* [What you should do]:
Edit the lines from the one containing "of the roadrunner" through the end of the data, replacing "innermost point" with "center point" and leaving everything else unchanged.

* [The data]:
- - - - - - -
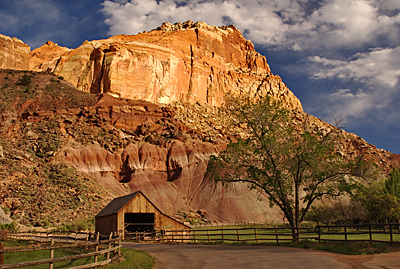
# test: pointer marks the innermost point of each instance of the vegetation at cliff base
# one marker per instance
(293, 165)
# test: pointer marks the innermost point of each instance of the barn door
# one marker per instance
(139, 222)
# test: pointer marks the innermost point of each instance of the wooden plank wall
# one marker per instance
(106, 224)
(139, 204)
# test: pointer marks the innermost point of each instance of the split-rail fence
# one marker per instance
(382, 233)
(109, 246)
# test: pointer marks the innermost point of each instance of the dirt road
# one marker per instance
(224, 256)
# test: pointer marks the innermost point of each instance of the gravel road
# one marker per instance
(225, 256)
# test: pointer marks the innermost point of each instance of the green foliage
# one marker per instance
(392, 184)
(25, 80)
(134, 259)
(337, 213)
(78, 225)
(12, 227)
(292, 166)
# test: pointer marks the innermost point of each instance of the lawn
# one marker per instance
(131, 258)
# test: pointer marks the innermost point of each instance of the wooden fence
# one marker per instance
(111, 247)
(387, 233)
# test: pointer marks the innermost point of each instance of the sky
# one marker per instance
(341, 58)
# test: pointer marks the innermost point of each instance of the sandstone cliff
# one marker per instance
(183, 62)
(128, 145)
(14, 54)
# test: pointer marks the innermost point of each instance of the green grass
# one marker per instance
(131, 258)
(231, 234)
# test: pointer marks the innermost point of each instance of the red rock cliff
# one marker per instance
(14, 54)
(182, 62)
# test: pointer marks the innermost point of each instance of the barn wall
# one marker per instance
(139, 204)
(106, 225)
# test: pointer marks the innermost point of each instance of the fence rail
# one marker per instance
(113, 245)
(387, 233)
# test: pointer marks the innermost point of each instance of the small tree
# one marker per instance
(293, 166)
(392, 184)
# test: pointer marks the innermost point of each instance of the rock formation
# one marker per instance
(14, 54)
(183, 62)
(163, 150)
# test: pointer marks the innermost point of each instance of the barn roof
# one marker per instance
(116, 205)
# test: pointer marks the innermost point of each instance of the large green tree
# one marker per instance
(293, 164)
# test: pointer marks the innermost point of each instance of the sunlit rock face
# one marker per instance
(14, 54)
(191, 62)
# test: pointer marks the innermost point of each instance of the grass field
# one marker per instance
(259, 234)
(131, 258)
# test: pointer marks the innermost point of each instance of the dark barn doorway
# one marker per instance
(139, 222)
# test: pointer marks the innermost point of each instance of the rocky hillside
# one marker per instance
(133, 113)
(187, 62)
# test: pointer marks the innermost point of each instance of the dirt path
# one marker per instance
(224, 256)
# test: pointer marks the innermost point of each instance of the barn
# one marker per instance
(135, 213)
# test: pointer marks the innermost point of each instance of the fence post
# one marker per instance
(319, 233)
(109, 246)
(119, 244)
(1, 254)
(51, 253)
(370, 234)
(97, 245)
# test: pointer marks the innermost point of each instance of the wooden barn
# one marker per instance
(136, 213)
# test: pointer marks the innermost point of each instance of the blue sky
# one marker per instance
(340, 57)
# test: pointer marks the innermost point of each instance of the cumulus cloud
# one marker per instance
(291, 24)
(346, 40)
(377, 67)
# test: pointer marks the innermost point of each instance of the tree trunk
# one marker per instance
(296, 212)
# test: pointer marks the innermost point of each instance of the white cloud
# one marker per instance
(272, 23)
(377, 67)
(351, 41)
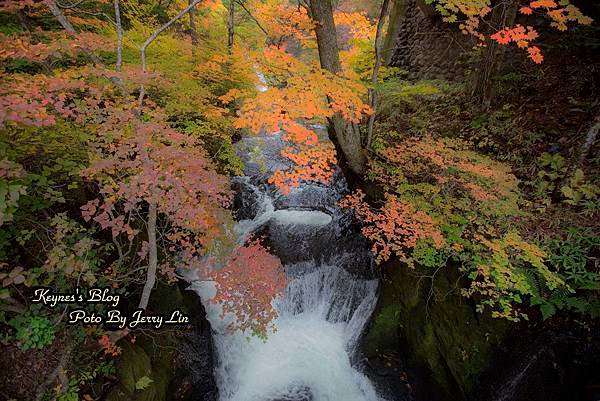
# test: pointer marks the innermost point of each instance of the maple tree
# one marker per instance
(560, 14)
(247, 283)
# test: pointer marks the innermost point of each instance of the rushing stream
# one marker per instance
(330, 295)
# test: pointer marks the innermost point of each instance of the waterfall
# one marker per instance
(330, 295)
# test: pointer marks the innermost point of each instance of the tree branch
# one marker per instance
(376, 67)
(153, 37)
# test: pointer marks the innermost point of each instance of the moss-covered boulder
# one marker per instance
(439, 335)
(147, 370)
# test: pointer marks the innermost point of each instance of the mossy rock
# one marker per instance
(134, 364)
(149, 357)
(438, 333)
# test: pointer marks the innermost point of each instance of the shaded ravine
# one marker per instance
(329, 298)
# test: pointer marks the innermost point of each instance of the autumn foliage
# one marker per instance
(247, 284)
(560, 14)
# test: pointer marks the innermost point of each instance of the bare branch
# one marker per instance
(153, 37)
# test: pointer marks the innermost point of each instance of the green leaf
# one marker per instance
(547, 310)
(143, 383)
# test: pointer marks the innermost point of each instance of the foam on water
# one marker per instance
(308, 357)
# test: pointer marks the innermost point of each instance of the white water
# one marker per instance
(320, 318)
(320, 315)
(322, 312)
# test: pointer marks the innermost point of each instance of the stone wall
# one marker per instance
(427, 47)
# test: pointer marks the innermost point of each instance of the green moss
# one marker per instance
(438, 333)
(151, 357)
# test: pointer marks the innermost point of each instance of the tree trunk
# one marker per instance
(193, 30)
(346, 134)
(397, 16)
(152, 256)
(231, 25)
(503, 15)
(153, 37)
(376, 67)
(119, 28)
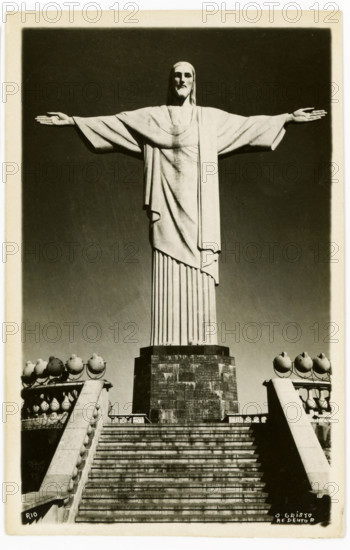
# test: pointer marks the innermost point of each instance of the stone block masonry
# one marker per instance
(177, 384)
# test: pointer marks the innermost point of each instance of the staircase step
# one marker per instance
(174, 442)
(176, 428)
(175, 473)
(166, 446)
(175, 487)
(102, 499)
(185, 508)
(160, 452)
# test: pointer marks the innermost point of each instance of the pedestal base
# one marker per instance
(177, 384)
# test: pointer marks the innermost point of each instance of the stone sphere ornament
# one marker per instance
(54, 405)
(66, 404)
(303, 362)
(75, 364)
(321, 364)
(96, 365)
(282, 363)
(55, 367)
(40, 368)
(28, 369)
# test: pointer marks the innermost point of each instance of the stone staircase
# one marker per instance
(175, 473)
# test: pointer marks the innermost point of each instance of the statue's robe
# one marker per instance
(181, 194)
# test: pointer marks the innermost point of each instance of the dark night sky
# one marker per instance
(71, 195)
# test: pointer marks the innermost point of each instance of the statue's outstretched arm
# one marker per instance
(53, 118)
(302, 115)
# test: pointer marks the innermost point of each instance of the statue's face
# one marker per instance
(183, 80)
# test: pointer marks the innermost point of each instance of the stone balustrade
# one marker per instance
(68, 470)
(236, 418)
(49, 406)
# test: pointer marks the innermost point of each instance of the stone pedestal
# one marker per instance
(185, 384)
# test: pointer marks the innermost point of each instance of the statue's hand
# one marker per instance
(55, 119)
(302, 115)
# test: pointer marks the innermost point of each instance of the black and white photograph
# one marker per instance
(177, 223)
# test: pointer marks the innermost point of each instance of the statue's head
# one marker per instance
(182, 83)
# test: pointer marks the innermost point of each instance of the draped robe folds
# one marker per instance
(181, 194)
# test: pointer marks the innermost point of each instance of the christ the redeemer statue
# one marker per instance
(180, 143)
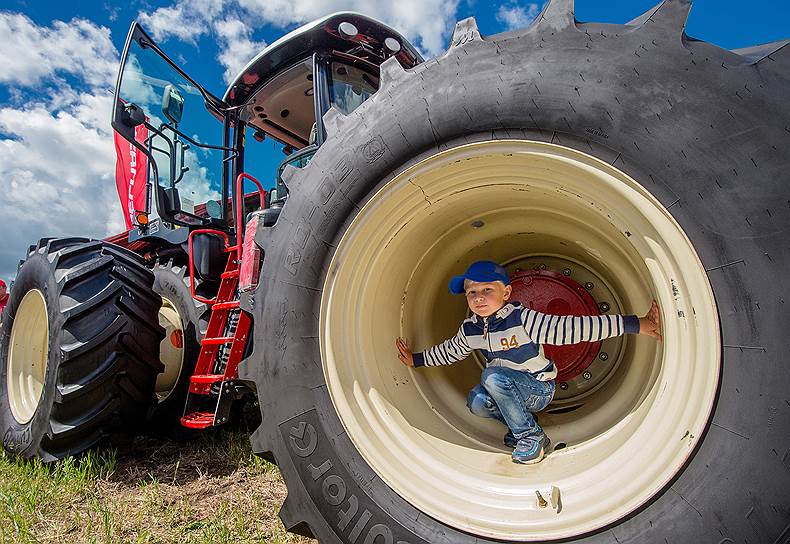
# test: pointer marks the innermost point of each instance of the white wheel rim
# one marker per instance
(412, 426)
(171, 349)
(27, 356)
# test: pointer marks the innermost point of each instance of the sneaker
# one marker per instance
(528, 451)
(511, 441)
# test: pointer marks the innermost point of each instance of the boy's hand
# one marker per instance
(651, 323)
(404, 351)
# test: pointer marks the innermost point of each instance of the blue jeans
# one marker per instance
(512, 397)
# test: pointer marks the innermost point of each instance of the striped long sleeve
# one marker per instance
(448, 352)
(560, 330)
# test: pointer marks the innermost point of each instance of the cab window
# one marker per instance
(350, 86)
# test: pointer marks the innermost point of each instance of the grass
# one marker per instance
(212, 490)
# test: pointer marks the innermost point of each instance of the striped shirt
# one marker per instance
(514, 337)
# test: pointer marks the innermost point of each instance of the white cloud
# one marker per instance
(237, 49)
(57, 162)
(30, 53)
(426, 23)
(183, 20)
(57, 175)
(515, 16)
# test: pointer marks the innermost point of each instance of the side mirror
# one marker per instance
(171, 201)
(172, 103)
(132, 115)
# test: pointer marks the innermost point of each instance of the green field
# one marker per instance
(213, 489)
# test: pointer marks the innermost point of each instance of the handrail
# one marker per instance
(225, 236)
(240, 208)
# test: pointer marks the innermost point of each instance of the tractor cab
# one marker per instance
(199, 183)
(189, 146)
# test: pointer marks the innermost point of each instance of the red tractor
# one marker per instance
(603, 165)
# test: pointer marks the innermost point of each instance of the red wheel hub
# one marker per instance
(553, 293)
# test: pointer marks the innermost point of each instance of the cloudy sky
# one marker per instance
(58, 65)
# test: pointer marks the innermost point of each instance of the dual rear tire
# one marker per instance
(78, 345)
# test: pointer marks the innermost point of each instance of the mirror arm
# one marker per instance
(193, 142)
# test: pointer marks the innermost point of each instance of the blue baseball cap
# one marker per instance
(480, 271)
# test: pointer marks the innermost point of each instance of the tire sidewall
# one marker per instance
(24, 438)
(374, 145)
(171, 286)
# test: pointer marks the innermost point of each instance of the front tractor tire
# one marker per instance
(78, 349)
(628, 153)
(185, 320)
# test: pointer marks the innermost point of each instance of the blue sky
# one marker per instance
(58, 63)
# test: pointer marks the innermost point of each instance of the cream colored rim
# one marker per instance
(171, 351)
(27, 356)
(388, 278)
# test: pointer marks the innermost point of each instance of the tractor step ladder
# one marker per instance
(216, 369)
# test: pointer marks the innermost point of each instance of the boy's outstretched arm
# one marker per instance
(651, 323)
(404, 351)
(448, 352)
(562, 330)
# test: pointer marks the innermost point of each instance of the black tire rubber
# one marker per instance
(104, 339)
(706, 131)
(171, 281)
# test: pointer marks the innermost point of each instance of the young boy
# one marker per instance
(518, 380)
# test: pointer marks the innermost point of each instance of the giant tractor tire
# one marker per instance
(78, 347)
(184, 320)
(649, 160)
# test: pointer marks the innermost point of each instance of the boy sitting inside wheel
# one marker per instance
(518, 380)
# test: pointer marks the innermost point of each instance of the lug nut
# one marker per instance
(542, 503)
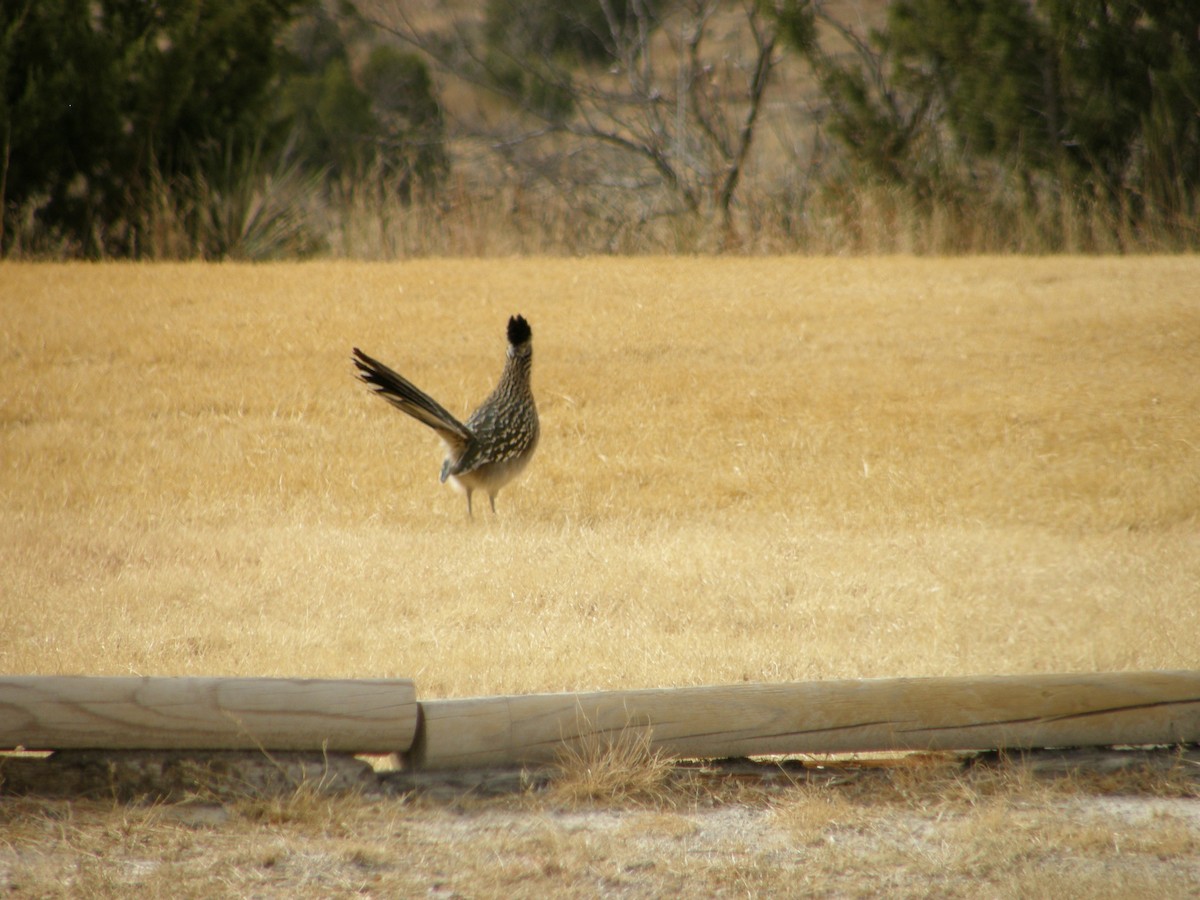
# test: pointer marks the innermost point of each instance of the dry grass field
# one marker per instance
(750, 469)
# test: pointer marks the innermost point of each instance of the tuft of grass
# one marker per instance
(607, 769)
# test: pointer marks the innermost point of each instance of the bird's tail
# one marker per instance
(409, 399)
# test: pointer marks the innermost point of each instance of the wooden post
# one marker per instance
(60, 713)
(821, 718)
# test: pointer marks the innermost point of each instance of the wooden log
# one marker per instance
(63, 712)
(820, 718)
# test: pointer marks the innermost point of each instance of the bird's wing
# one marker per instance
(409, 399)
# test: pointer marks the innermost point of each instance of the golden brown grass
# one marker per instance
(750, 471)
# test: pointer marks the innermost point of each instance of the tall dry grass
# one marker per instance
(750, 469)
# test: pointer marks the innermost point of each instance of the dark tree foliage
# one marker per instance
(528, 45)
(384, 121)
(112, 107)
(1102, 97)
(100, 97)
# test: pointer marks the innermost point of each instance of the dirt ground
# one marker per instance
(1098, 825)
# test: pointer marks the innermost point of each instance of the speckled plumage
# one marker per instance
(501, 436)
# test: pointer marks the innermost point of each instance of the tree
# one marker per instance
(636, 99)
(105, 100)
(1101, 99)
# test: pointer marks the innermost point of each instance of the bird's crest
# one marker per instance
(519, 330)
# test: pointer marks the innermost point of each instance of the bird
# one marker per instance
(496, 442)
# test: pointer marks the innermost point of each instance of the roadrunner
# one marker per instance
(499, 437)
- - - - - - -
* [Answer for the task]:
# test: pointer marks the center point of each instance of the roadrunner
# one marker per instance
(499, 437)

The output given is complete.